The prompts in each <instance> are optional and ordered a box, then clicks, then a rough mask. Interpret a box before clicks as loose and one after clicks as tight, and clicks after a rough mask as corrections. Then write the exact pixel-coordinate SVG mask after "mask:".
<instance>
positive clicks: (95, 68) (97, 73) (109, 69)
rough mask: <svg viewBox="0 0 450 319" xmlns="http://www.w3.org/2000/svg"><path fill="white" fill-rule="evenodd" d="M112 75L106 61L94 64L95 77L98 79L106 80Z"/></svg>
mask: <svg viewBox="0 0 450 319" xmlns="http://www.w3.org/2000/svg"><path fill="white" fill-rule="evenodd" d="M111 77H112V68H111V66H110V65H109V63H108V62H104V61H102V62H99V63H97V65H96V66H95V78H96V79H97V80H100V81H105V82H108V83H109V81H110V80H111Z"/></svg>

What you should do ▸
Copy every line of the entries above word for word, with no changes.

Result below ▸
The prompts in each <instance> are optional and ordered a box, then clicks, then a rough mask. Interpret a box before clicks as loose and one after clicks as tight, and clicks after a rough mask as corrections. Then write the exact pixel-coordinate SVG mask after "mask:".
<instance>
positive clicks: (95, 68) (97, 73) (109, 69)
rough mask: <svg viewBox="0 0 450 319" xmlns="http://www.w3.org/2000/svg"><path fill="white" fill-rule="evenodd" d="M112 75L106 61L94 64L95 77L98 79L106 80Z"/></svg>
mask: <svg viewBox="0 0 450 319" xmlns="http://www.w3.org/2000/svg"><path fill="white" fill-rule="evenodd" d="M111 77H112V68H111V66H110V65H109V63H108V62H104V61H102V62H99V63H97V65H96V66H95V78H96V79H97V80H100V81H105V82H108V83H109V81H110V80H111Z"/></svg>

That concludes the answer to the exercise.